- Instruction
Render every line of the data below as a JSON list of strings, one string per line, and omit any blank lines.

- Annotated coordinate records
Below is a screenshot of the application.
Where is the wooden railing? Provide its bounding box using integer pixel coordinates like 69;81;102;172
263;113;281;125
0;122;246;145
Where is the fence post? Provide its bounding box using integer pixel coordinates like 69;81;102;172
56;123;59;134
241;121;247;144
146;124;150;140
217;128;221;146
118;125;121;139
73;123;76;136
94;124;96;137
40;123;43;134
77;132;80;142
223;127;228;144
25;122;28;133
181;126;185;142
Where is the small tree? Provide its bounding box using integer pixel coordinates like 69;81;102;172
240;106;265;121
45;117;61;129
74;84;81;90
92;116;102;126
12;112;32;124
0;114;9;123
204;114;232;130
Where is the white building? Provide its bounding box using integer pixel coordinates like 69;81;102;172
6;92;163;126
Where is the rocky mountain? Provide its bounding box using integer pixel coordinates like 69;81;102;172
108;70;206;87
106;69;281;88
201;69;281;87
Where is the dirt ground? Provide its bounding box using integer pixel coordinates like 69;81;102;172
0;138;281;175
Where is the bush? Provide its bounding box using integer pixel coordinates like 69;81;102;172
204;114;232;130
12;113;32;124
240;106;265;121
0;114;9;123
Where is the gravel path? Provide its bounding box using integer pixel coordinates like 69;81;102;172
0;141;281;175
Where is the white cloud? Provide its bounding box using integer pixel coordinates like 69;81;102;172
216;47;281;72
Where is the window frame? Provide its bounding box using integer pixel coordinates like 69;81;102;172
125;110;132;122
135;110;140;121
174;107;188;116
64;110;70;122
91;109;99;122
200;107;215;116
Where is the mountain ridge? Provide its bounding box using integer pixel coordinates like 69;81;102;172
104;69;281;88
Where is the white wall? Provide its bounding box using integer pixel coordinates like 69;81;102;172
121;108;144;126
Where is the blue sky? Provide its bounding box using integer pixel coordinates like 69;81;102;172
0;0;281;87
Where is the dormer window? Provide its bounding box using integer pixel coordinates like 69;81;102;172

- Answer to the exercise
[
  "Below is a screenshot of the application.",
  "Where is the wooden railing? Provide its bounding box using integer pixel coordinates like 69;81;102;172",
  "263;113;281;125",
  "0;122;246;145",
  "Where is the fence post? Provide its bounding box using integer pixel coordinates like 69;81;102;172",
  "56;123;59;134",
  "241;121;247;144",
  "146;124;150;140",
  "217;128;221;146",
  "118;125;121;139",
  "73;123;76;136",
  "94;124;96;137",
  "40;123;43;134",
  "77;132;80;142",
  "223;127;228;144",
  "25;122;28;133",
  "181;126;185;142",
  "Where is the small tree? Provide its bounding box using integer pixel coordinates like 69;81;102;172",
  "240;106;265;121",
  "45;117;61;129",
  "74;84;81;90",
  "92;116;102;126",
  "12;112;32;124",
  "0;114;9;123",
  "204;114;232;130",
  "Where is the white building? Provide its bounding box using integer pixel coordinates like 69;81;102;172",
  "6;92;163;126",
  "Where is the rocky mountain? Provide its bounding box using integer pixel coordinates like 69;81;102;172",
  "108;70;206;87",
  "106;69;281;88",
  "201;69;281;87",
  "Where is the dirt ground? Provide its bounding box using integer pixel coordinates like 69;81;102;172",
  "0;138;281;175",
  "Where is the bush? Provide its bounding box using integer pixel coordinates like 69;81;102;172",
  "204;114;232;130",
  "12;113;32;124",
  "240;106;265;121",
  "0;114;9;123",
  "Where is the gravel path? Provide its bounding box using integer pixel coordinates like 69;81;102;172",
  "0;141;281;175",
  "Where is the white cloud? Provide its bounding box using integer pixel coordinates like 69;81;102;172",
  "216;47;281;72",
  "Where is the window frame? Provide its bounding box using integer pixel coordinates like 69;81;102;172",
  "125;110;132;122",
  "135;110;140;121",
  "174;107;188;116",
  "64;110;70;122",
  "91;109;99;122",
  "200;107;215;116",
  "Where is the mountain ridge? Provide its bounding box using integer pixel coordinates like 69;81;102;172",
  "104;69;281;88",
  "Where is the white wall? Provide its bounding box using integer pixel coordinates like 69;81;102;172",
  "121;108;144;126",
  "Where is the blue sky? Provide its bounding box using integer pixel coordinates like 69;81;102;172",
  "0;0;281;87",
  "Where is the dormer window? Provide its bounding box using integer pixel coordinates like 69;81;102;172"
]